Deeper Dive Into How LLama 2’s Context Window Increased

  • Why LLama 2 is a Preferred Choice for Large Context Windows:
  • LLama 2, despite initially appearing to have a smaller context window size (4096 tokens or approximately 3000 words) compared to models like ChatGPT, GPT-4, and Claude 2, offers significant advantages due to its open-source nature and the innovative use of Rotary Positional Embeddings (RoPE).
  • Understanding the Typical Transformer Architecture:
  • Most transformer models, including LLama 2, consist of:
  1. Embeddings: Used to encode the text input.
  2. Transformer Blocks: Execute the primary processing tasks.
  3. Prediction Head: Tailored to the learning task at hand.
  • The context size, or the amount of text the model can consider at once, is defined by the size of the positional embedding, which combines with the text embedding matrix to encode text.
  • Rotary Positional Embeddings (RoPE) in LLama 2:
  • LLama 2 uses Rotary Positional Embeddings (RoPE), distinguishing it from models that use typical sine function encoding. This method modifies each attention layer in such a way that the computed attention between input tokens is solely dependent on their distance from each other, rather than their absolute positions in the sequence. This relative positioning allows for more flexible handling of context windows.
  • Extending the Context Window with Interpolation:
  • Meta, the developer of LLama 2, employs a technique to extend the context window by interpolating at non-integer positions, allowing the model to process text inputs much larger than its original window size, maintaining its performance level.

Implementation:

  • The practical implementation of extending the context window involves rescaling the integer positions, and a minor modification in the model’s code can accomplish this. Despite the model not being initially trained for extended position embedding, it can be fine-tuned to adapt to the new context window and can dynamically adjust to the user’s needs, especially when it’s used to fine-tune on private data.
  • LLama 2’s approach to positional embeddings and its open-source nature make it a versatile choice for tasks requiring large context windows. With simple modifications and fine-tuning, it can adapt to varying needs while maintaining optimal performance, proving to be a highly flexible and efficient model. The research and methodology involved can be further explored in the provided method link.

Interpolation and How It Increases Context Length

  • What is interpolation at non-integer positions?
  • Interpolation is a mathematical method to determine unknown values between two known values. In the context of the LLama 2 model, “interpolating at non-integer positions” refers to a technique where the positions of tokens (pieces of data or text) are adjusted to fit within the model’s original context window, even if the data extends beyond it.
  • Instead of using whole numbers (integers) for positions, this method utilizes values between whole numbers (non-integers).

Why do they do this?

  • By using this interpolation method, LLama 2 can process text inputs that are much larger than its designed capacity or its original window size.

### REQUIRED ACTION
Continue the text on how LLama 2's context window was extended, picking up right after its final sentence. The data that follows has nothing to do with the text on LLama 2's context window.

(Dataset entries)
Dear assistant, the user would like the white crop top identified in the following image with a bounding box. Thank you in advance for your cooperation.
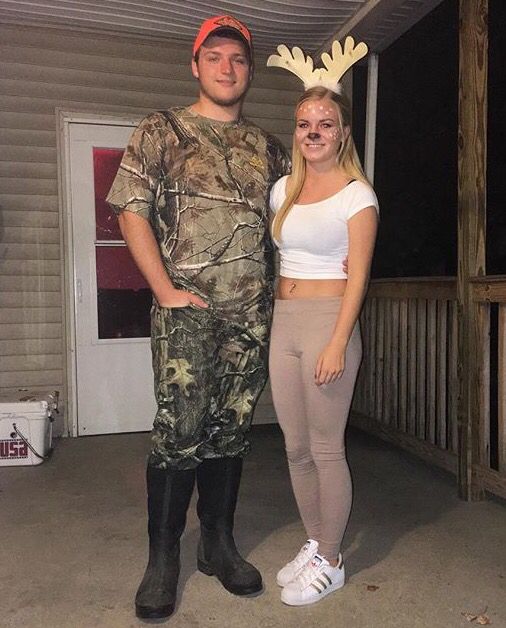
[270,175,379,279]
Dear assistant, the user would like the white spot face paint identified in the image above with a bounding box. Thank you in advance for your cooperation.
[295,98,341,161]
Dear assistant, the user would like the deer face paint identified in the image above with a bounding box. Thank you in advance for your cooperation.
[295,98,347,163]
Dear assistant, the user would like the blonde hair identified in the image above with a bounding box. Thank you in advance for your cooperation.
[272,86,370,242]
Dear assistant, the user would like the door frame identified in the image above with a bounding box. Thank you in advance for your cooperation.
[56,108,143,437]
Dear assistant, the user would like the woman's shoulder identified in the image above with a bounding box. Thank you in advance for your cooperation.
[270,175,289,212]
[345,179,379,209]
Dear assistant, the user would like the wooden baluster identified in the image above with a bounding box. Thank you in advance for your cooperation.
[387,299,399,429]
[416,299,427,440]
[383,299,392,425]
[398,299,408,432]
[408,299,417,436]
[425,299,438,444]
[436,301,449,449]
[374,299,385,421]
[497,303,506,474]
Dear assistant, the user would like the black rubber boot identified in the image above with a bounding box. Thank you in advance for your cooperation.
[135,465,195,619]
[197,458,263,595]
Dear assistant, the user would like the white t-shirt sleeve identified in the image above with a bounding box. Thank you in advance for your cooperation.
[346,181,379,220]
[269,176,288,213]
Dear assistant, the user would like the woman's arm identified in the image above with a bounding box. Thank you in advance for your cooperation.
[315,207,378,385]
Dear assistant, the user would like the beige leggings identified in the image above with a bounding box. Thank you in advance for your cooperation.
[269,297,362,560]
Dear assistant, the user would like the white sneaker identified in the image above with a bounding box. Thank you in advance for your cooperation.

### OUTPUT
What is the benefit?

  • The advantage of this technique is that despite processing larger chunks of data, the model doesn’t suffer in performance. It can handle more data while still operating effectively.
  • In simpler terms: Meta has used a clever method to let LLama 2 handle more data at once without slowing it down or reducing its effectiveness. They achieve this by adjusting the way data positions are calculated, using values between whole numbers.
  • The image below by Damien Benveniste illustrates the interpolation concept in detail.

LongLora: Efficient Fine-tuning of Long-context Large Language Models

  • The paper proposes an efficient method called LongLoRA to fine-tune large pre-trained language models like LLaMA2 to much longer context lengths, while retaining their original architectures. The key ideas are:
  1. Shift Short Attention (S2-Attn): During fine-tuning, standard full self-attention is very costly for long contexts. S2-Attn approximates the full attention using short sparse attention within groups of tokens. It splits the sequence into groups, computes attention in each group, and shifts the groups in half the heads to allow information flow. This is inspired by Swin Transformers. S2-Attn enables efficient training while allowing full attention at inference.
  2. Improved LoRA: Original LoRA only adapts attention weights. For long contexts, the gap to full fine-tuning is large. LongLoRA shows embedding and normalization layers are key. Though small, making them trainable bridges the gap.
  3. Compatibility with optimizations like FlashAttention-2: As S2-Attn resembles pre-training attention, optimizations like FlashAttention-2 still work at both train and inference. But many efficient attention mechanisms have large gaps to pre-training attention, making fine-tuning infeasible.
  4. Evaluation: LongLoRA extends the context of LLaMA2 7B to 100k tokens, 13B to 64k tokens, and 70B to 32k tokens on one 8x A100 machine. It achieves strong perplexity compared to full fine-tuning baselines, while being much more efficient. For example, for LLaMA2 7B with 32k context, LongLoRA reduces training time from 52 GPU hours to 24 hours.
  • The image below from the original paper displays shift short attention in action.
  • In summary, the key novelty is using shift short attention to enable efficient long context fine-tuning of pre-trained LLMs, while retaining their full attention at inference. Making select small parameter layers trainable is also an important finding. LongLoRA provides an efficient way for researchers to extend LLMs to longer contexts without extensive resources. The compatibility with optimizations is also a notable advantage.

Conclusion

  • So far we’ve seen two methodologies to help extend the context-length of our LLMs. As more research prevails in this domain, we will keep this article updated with its findings!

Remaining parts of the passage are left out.